## Given records
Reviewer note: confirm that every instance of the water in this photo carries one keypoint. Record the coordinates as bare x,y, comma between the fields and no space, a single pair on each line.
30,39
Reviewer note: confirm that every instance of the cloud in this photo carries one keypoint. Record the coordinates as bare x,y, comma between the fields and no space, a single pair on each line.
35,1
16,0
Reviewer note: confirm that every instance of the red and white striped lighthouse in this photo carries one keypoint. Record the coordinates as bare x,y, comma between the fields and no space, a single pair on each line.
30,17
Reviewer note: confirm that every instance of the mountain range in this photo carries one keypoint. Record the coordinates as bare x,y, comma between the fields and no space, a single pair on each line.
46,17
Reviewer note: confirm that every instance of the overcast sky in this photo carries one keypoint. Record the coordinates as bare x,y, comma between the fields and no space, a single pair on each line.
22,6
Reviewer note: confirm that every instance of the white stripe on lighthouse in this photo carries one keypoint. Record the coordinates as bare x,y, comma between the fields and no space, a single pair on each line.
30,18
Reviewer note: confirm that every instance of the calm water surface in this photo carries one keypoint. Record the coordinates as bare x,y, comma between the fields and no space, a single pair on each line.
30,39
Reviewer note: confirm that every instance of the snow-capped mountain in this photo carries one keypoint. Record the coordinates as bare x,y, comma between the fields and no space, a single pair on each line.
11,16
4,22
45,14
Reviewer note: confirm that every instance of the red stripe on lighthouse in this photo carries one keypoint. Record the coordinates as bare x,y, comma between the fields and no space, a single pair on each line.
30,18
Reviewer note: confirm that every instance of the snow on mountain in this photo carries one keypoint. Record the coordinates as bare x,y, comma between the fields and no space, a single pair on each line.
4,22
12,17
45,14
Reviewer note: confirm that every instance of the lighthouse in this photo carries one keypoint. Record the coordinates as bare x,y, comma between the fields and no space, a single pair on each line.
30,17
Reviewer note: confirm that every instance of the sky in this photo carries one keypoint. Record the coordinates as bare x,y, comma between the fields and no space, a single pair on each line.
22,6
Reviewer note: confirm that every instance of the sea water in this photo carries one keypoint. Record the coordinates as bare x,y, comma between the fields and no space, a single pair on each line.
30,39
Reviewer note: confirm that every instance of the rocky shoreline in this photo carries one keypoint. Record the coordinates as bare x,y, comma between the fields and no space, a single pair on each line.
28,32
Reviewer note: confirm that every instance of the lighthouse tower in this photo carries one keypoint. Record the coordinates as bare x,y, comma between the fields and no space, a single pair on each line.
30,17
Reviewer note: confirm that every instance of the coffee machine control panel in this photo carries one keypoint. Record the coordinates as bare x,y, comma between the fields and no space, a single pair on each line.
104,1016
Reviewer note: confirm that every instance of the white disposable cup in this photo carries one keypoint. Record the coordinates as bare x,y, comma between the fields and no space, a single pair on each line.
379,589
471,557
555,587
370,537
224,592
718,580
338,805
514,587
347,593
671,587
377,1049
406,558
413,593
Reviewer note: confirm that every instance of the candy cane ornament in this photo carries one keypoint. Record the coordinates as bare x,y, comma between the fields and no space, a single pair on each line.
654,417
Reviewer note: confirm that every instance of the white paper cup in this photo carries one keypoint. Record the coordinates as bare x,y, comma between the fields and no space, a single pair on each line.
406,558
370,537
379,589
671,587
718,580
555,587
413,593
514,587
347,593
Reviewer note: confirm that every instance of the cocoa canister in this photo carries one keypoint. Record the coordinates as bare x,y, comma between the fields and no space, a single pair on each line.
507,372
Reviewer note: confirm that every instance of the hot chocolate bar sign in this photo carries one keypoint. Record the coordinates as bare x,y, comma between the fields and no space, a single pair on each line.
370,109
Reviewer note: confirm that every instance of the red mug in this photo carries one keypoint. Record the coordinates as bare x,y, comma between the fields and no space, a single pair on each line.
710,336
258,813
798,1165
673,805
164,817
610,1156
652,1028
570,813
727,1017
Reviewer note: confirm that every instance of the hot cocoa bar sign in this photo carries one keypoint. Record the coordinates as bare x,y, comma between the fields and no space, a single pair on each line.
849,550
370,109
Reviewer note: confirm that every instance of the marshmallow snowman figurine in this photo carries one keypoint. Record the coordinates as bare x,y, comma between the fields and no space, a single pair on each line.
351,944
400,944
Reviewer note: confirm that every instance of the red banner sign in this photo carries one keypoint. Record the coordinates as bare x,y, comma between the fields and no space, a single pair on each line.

## Task statement
Rescale the records from the line containing "Reviewer note: confirm that every instance of the red mug" through the end of the records. Reproduce every line in that range, including the lines without coordinates, and multiply each x and y coordinate by 0.65, rounding to whole numbers with halves rounded up.

## Output
Reviewer note: confirm that every instance of the red mug in this photo carries one keypoint. Record the coordinates as bare x,y, comma between the fields and no space, a single pair on each line.
462,218
168,528
519,757
437,523
107,531
397,751
424,668
371,528
473,661
Reviewer note: confirm that every instance of the hot cocoa bar sign in this photo carries one keypoint. Record the coordinates as bare x,y, comma between the fields and no space, a single pair on each line.
552,358
241,71
Reviewer note: confirm that every instance of the marshmallow snowman figurine in this photo carries one keypoint. Record the coordinates as bare x,y, comma between the fields and no space, a single pair on each line.
228,614
260,614
Reviewer note: confirm that every instance of the red banner sign in this photo carries one keypoint. Record the coordinates as bare x,y, comma between the fields and no space, a single pair on each line.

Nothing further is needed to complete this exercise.